* Your task
Swap "marker" for "pin" in every one of the entries below and write them all out again, changing nothing else.

(Stored data entries)

○ ○ ○ ○ ○

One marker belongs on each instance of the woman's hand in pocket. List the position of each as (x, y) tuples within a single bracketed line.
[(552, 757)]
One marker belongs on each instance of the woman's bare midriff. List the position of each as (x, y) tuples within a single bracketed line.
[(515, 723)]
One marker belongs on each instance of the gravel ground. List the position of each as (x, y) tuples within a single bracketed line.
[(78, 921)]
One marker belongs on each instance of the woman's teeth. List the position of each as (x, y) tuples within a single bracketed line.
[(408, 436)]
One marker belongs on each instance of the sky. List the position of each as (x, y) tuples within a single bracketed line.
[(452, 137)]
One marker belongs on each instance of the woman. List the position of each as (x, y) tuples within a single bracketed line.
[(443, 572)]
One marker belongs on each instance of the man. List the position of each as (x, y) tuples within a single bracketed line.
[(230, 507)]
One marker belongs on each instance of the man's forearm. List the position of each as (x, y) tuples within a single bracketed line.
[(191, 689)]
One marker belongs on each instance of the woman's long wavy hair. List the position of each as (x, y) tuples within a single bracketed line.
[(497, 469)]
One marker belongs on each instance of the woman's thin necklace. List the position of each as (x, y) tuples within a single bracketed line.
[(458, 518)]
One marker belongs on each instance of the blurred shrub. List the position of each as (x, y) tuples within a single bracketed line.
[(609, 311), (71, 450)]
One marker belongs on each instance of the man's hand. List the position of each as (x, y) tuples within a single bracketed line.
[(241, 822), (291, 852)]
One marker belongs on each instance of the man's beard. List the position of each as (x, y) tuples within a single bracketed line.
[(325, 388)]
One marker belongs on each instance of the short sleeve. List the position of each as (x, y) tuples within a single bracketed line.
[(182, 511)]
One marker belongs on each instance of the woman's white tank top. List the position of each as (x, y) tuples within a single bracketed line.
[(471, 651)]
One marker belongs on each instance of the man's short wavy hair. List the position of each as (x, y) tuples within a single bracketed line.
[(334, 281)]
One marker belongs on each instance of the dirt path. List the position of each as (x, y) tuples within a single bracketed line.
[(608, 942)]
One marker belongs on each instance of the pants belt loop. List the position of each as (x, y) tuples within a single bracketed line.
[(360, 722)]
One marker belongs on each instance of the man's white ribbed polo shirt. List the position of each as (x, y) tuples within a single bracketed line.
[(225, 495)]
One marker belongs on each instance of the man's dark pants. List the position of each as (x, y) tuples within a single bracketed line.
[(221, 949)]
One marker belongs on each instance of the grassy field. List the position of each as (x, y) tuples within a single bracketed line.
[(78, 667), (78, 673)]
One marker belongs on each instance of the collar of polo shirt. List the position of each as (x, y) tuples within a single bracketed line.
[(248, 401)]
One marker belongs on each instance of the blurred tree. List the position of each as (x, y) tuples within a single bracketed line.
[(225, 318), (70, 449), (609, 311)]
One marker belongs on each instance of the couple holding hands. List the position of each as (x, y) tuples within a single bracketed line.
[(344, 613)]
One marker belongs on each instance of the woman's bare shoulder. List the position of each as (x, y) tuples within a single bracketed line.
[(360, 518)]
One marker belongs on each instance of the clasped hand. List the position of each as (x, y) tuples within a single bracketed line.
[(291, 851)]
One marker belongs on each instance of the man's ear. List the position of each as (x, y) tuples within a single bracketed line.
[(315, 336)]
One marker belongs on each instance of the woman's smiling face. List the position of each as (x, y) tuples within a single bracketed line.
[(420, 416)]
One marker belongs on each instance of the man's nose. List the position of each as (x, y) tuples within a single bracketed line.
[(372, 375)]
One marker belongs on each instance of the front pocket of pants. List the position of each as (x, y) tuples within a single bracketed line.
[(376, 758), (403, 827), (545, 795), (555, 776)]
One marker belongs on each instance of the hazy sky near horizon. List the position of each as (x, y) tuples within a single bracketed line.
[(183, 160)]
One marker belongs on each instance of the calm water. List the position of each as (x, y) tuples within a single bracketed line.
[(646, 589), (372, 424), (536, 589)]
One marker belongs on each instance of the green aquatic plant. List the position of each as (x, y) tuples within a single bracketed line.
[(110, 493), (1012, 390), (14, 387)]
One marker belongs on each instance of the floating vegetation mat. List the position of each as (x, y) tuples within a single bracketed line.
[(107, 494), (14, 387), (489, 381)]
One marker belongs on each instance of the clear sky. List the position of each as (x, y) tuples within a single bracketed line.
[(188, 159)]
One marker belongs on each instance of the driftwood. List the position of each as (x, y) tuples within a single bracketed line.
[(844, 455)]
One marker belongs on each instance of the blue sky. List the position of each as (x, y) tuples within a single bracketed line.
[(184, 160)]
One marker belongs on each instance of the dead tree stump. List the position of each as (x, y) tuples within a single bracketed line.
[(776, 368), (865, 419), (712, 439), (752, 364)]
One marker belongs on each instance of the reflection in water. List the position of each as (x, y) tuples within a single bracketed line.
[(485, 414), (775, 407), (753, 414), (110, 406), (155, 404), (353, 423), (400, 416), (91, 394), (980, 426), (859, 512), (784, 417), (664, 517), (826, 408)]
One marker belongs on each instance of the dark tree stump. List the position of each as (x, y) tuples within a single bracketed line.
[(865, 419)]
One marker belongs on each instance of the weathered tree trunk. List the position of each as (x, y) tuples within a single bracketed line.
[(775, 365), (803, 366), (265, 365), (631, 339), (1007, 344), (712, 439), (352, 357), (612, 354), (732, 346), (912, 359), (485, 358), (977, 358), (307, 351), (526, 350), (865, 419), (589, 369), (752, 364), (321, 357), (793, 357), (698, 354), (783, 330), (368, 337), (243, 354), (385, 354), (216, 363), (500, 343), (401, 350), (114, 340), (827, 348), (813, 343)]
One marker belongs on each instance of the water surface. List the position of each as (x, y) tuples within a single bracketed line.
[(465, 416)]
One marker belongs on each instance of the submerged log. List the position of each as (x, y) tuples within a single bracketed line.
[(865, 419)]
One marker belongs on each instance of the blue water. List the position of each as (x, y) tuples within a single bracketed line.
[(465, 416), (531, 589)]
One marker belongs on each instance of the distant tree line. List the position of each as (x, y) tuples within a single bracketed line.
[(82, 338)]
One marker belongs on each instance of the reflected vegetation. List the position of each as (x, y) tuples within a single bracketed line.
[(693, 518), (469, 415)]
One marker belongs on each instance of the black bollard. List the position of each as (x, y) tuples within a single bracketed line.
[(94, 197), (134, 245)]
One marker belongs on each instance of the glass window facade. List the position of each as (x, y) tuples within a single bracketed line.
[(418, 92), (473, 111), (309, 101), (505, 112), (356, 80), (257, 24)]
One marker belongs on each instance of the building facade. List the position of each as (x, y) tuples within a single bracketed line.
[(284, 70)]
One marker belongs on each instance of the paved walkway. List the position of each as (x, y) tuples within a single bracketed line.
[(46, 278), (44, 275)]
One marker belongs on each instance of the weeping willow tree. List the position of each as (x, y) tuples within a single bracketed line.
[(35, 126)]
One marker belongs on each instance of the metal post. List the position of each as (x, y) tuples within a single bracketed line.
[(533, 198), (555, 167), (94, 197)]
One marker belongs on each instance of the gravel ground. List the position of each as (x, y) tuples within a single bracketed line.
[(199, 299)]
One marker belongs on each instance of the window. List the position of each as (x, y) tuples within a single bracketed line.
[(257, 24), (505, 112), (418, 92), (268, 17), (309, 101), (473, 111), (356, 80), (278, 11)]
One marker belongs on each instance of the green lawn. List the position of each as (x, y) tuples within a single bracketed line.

○ ○ ○ ○ ○

* Written answer
One pin belongs on each instance of the woman's hand in pocket. List the position of each as (x, y) tuples within a single bracketed line.
[(552, 757)]
One pin belongs on each instance of the woman's bare midriff. List the position of each as (x, y) tuples within a single bracketed line.
[(515, 723)]
One pin belongs on each instance of the gravel ground. List the position of each as (x, y) tuples within a single bracketed line.
[(78, 921)]
One pin belongs on each instance of the woman's teeth. List the position of each as (x, y) tuples within a single bracketed line.
[(408, 436)]
One pin belongs on each instance of the sky. List the position of each as (x, y) tuples within a single bracketed line.
[(452, 137)]
One pin belongs on each instance of the woman. List the position of each as (x, y) tuples within a single bracketed line.
[(443, 572)]
One pin belongs on each instance of the man. List the position of each as (x, y) tuples within a single bracketed line.
[(230, 507)]
One pin belongs on each instance of the man's forearm. List the position of each as (x, y) tuples within a single bracketed line.
[(191, 689)]
One pin belongs on each instance of the woman's long wavy hair. List the position of each as (x, y) tuples within a single bracketed line.
[(497, 469)]
One pin belongs on each instance of the woman's thin necklace. List the position of each as (x, y) tuples within a single bracketed line.
[(458, 518)]
One pin belongs on each instance of the blurred shrub. List the position of each as (x, y) tuples within a single bracketed line.
[(609, 311), (71, 450)]
One pin belongs on each instance of the man's hand. List the position of each as (x, y) tuples within a single bracketed line.
[(241, 822), (291, 852)]
One pin belongs on each instance of the man's beard. List the position of each as (x, y) tuples within a single bracketed line.
[(325, 388)]
One pin belongs on each instance of the short sleeve. List the position of each as (x, y) tuples within a single bracketed line.
[(182, 511)]
One pin belongs on each instance of the woman's white tank top. List the position of each as (x, y) tuples within a single bracketed line.
[(471, 651)]
One pin belongs on each instance of the man's short wavy hair. List the position of each as (x, y) tuples within a single bracketed line.
[(334, 281)]
One pin belongs on each instance of the dirt path. List the position of each as (x, y) tuples within a single bracketed line.
[(608, 942)]
One pin belongs on each instance of the pants belt loop. List the position of each as (x, y) tuples within a single bracketed line.
[(360, 722)]
One pin belongs on each instance of the man's white ribbed polo shirt. List the position of each as (x, y) tuples within a single bracketed line.
[(225, 495)]
One pin belongs on each instance of the man's dark pants. List the position of each as (x, y) tuples within a single bracketed line.
[(221, 949)]
One pin belongs on each instance of the grassy field. List the position of each as (x, y) tuples within a single bracketed line.
[(78, 667), (78, 673)]
One pin belongs on each instance of the collar of polo shirt. List the position of each as (x, y) tuples within a single bracketed line.
[(248, 401)]
One pin belongs on each instance of the blurred tree. List the position of each as (x, y) tuples within a single bracketed line.
[(225, 318), (70, 449), (609, 311)]
One pin belongs on each instance of the couple holding hands. List the position of each as (x, y) tuples within a single bracketed line.
[(344, 613)]
One pin belongs on each instance of the woman's bare shoulder. List the position of each as (x, y) tuples within a single bracketed line.
[(360, 518)]
One pin belongs on each instance of the clasped hand. List the position of each as (x, y) tuples within a single bracketed line.
[(291, 851)]
One pin belongs on each instance of the man's ear. List the position of each as (x, y) tuples within a single bracketed line.
[(315, 336)]
One pin belongs on each instance of the woman's smiling face. List the position of each as (x, y) tuples within a single bracketed line.
[(420, 416)]
One pin belongs on each instance of the man's nose. List the position of each as (x, y) tuples within a single bracketed line.
[(372, 375)]
One pin belongs on each instance of the front pocket of pants. List the position of each as (x, y) tuples within a single bracketed line.
[(376, 758), (403, 827), (545, 795), (555, 776)]
One pin belongs on each instance of the hazy sky near horizon. List the position of each as (x, y) tuples within a single bracketed line.
[(183, 160)]
One pin belongs on each instance of the calm water. List the position of each as (x, y) tuples within a single bracketed line.
[(646, 589), (372, 424), (536, 589)]
One pin belongs on each instance of the green aquatic plant. List the position of each as (x, y) tuples within a single bracketed line.
[(110, 493), (1012, 390), (14, 387)]
One pin belongs on each instance of the floating vegetation mat. List the position of each as (x, y) tuples within a single bracketed line.
[(107, 494), (14, 387), (489, 381)]
One pin belongs on each instance of the clear sky. List the position of each as (x, y) tuples within a single bracketed line.
[(188, 159)]
One pin belongs on each instance of the driftwood. List the position of each as (x, y) tuples within a single bracketed line.
[(844, 455)]
One pin belongs on each instance of the blue sky. List the position of each as (x, y) tuples within a single bracketed line.
[(184, 160)]
One pin belongs on each instance of the dead tree stump. List the position of each as (x, y) tuples within a single bracketed line.
[(776, 368), (865, 419), (712, 439), (752, 364)]
One pin belongs on each instance of the reflection in water. List the position of each as (x, y) tuples within a single bracketed line.
[(485, 414), (775, 407), (753, 414), (110, 406), (155, 404), (353, 423), (400, 416), (91, 394), (980, 426), (859, 512), (784, 417), (664, 517), (826, 408)]
One pin belongs on each instance of the dark tree stump. List the position of each as (x, y) tuples within a single bracketed line.
[(865, 419)]
One pin belongs on each instance of the weathered tree trunk. List the position of each as (x, y) tuples within a single bracketed line.
[(775, 365), (803, 366), (265, 365), (631, 339), (1007, 344), (712, 439), (352, 357), (612, 354), (732, 346), (912, 359), (485, 358), (977, 358), (307, 351), (526, 350), (865, 419), (589, 369), (752, 364), (321, 357), (793, 357), (698, 354), (783, 330), (368, 337), (243, 354), (385, 354), (216, 363), (500, 343), (401, 350), (114, 340), (827, 348), (813, 343)]
One pin belongs on each instance of the water surface. List the position of each as (x, y) tuples within a single bracketed line.
[(465, 416)]
One pin belongs on each instance of the submerged log. List the position of each as (x, y) tuples within a single bracketed line.
[(865, 419)]
One pin belongs on each instance of the blue water. List the position of each as (x, y) tuples within a single bracketed line.
[(465, 416), (531, 589)]
One pin belongs on each instance of the distant tree line. List the position of each as (x, y) tuples within a single bracketed line.
[(82, 338)]
One pin belongs on each instance of the reflected vegetation. List the position of each as (x, y) tuples within a single bracketed line.
[(693, 518), (469, 415)]
One pin belongs on each instance of the black bollard. List the position of each as (x, y) tuples within a single bracketed line.
[(94, 197), (134, 245)]
One pin belongs on each instance of the glass window facade. List the position of each as (x, y) tuples within a single bracketed line.
[(418, 92), (473, 111), (309, 101), (505, 112), (356, 80), (257, 24)]
One pin belongs on each instance of the building facade. List the position of each as (x, y) tuples within a single bracketed line.
[(284, 70)]
One pin belongs on each instance of the paved walkway. List the position of each as (x, y) tuples within a single bracketed line.
[(46, 278), (44, 275)]
One pin belongs on each instance of the weeping willow tree. List the position of each as (x, y) tuples within a single bracketed line.
[(35, 126)]
One pin belongs on each instance of the metal post. List the position of each as (x, y) tuples within a single bracketed line.
[(533, 198), (555, 167), (94, 197)]
One pin belongs on each instance of the gravel ground. List the position of each as (x, y) tuples within a single bracketed line.
[(199, 299)]
One pin belongs on each instance of the window. List the position of each as (x, y) tuples within a single bracketed line.
[(257, 24), (505, 112), (418, 92), (268, 17), (309, 101), (473, 111), (356, 80), (278, 11)]
One pin belongs on each instance of the green lawn. List the position of each as (x, y) tuples within a single bracketed line.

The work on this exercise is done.